* [Work required] Update the lines from the one containing "-- lua: locate the roof rack" up to and including the one containing "[0,227,61,268]", swapping "overcast" for "cloudy" and leaving everything else as it is. Give back only those lines.

[Saved items from a collection]
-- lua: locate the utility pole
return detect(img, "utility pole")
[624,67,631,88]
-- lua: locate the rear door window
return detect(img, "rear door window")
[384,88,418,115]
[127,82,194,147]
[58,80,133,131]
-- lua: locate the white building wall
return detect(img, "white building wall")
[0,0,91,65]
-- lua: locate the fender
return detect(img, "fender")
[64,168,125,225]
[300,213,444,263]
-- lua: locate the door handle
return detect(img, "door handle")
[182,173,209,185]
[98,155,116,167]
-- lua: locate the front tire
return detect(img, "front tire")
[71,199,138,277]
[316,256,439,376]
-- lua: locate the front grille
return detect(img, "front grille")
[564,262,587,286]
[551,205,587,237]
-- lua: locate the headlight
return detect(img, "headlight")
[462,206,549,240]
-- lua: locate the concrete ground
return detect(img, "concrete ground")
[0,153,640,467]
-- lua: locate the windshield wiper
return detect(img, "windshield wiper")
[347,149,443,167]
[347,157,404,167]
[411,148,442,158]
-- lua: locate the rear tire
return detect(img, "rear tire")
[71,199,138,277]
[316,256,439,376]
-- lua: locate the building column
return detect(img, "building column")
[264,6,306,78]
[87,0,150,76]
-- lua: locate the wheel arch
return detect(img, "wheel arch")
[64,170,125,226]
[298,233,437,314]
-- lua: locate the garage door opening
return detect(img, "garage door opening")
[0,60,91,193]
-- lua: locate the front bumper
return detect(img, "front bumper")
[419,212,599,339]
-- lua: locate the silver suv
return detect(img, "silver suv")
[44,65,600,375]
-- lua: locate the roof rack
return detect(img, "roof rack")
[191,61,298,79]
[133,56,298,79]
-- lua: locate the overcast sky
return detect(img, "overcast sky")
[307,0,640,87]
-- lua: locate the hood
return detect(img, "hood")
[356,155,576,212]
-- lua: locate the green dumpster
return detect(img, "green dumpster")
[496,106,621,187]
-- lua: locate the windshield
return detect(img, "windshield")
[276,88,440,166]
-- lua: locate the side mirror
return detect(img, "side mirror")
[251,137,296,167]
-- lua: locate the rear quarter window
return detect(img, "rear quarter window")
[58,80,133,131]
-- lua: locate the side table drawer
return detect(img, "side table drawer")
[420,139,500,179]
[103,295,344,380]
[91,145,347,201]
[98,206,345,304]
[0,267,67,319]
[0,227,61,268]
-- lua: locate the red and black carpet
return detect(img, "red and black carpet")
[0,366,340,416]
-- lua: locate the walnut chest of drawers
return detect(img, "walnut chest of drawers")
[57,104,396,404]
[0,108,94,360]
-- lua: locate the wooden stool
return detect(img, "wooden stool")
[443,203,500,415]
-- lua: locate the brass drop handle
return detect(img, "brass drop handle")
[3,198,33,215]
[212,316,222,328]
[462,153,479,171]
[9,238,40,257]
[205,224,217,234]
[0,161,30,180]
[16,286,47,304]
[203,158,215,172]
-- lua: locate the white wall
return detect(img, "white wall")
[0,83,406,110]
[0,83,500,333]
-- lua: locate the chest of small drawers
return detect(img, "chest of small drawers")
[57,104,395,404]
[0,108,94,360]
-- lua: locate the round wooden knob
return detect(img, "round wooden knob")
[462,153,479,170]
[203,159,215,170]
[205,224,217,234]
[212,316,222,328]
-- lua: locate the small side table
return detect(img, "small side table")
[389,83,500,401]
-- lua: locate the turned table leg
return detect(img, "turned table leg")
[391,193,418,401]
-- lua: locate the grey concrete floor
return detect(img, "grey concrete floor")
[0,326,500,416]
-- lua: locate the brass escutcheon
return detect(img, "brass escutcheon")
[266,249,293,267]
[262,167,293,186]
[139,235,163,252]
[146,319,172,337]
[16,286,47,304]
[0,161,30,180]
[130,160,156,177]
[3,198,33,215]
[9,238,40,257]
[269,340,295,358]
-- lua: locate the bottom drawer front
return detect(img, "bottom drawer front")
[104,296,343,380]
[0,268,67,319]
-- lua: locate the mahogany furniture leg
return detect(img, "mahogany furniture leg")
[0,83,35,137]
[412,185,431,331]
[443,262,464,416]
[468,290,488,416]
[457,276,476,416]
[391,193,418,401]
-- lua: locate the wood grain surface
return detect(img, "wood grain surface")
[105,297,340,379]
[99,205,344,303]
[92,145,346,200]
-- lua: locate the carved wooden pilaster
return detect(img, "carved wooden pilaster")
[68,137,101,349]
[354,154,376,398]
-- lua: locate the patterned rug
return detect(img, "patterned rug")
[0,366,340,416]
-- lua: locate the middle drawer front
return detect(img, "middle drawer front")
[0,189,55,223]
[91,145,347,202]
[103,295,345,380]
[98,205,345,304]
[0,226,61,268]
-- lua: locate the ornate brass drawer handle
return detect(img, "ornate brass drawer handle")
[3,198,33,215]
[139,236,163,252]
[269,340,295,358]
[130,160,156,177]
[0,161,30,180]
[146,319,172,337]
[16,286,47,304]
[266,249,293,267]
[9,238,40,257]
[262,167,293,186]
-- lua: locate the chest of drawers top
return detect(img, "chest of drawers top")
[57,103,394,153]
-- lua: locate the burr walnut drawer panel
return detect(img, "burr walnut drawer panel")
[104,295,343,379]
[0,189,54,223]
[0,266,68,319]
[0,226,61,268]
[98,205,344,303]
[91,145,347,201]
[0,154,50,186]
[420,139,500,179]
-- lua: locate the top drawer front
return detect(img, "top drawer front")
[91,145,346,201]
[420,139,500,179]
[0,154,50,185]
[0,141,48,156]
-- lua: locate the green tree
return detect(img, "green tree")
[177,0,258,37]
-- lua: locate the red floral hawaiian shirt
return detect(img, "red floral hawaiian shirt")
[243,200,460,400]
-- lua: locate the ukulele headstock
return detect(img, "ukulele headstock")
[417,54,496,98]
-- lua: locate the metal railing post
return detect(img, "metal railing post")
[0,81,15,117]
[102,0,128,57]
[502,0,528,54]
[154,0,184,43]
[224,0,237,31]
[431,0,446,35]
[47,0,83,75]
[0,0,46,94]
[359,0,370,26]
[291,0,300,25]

* [Solved problem]
-- lua: locate the roof rack
return detect(img, "roof rack")
[191,61,298,79]
[133,56,298,79]
-- lua: locate the cloudy sky
return detect(img, "cloudy sky")
[307,0,640,87]
-- lua: locate the hood
return detect(img, "hood")
[356,155,576,212]
-- lua: locate the green dumpster
return detect(img, "green dumpster")
[496,106,621,187]
-- lua: locate the windshield
return detect(img, "windshield")
[276,88,440,166]
-- lua: locate the side mirror
return detect(img, "side mirror")
[251,137,296,167]
-- lua: locate the rear quarter window
return detect(img, "rear quarter window")
[58,80,133,131]
-- lua: locate the side table drawer
return detect(img, "side table drawer")
[420,139,500,179]
[103,295,344,380]
[91,145,347,201]
[98,206,345,304]
[0,267,67,319]
[0,227,61,268]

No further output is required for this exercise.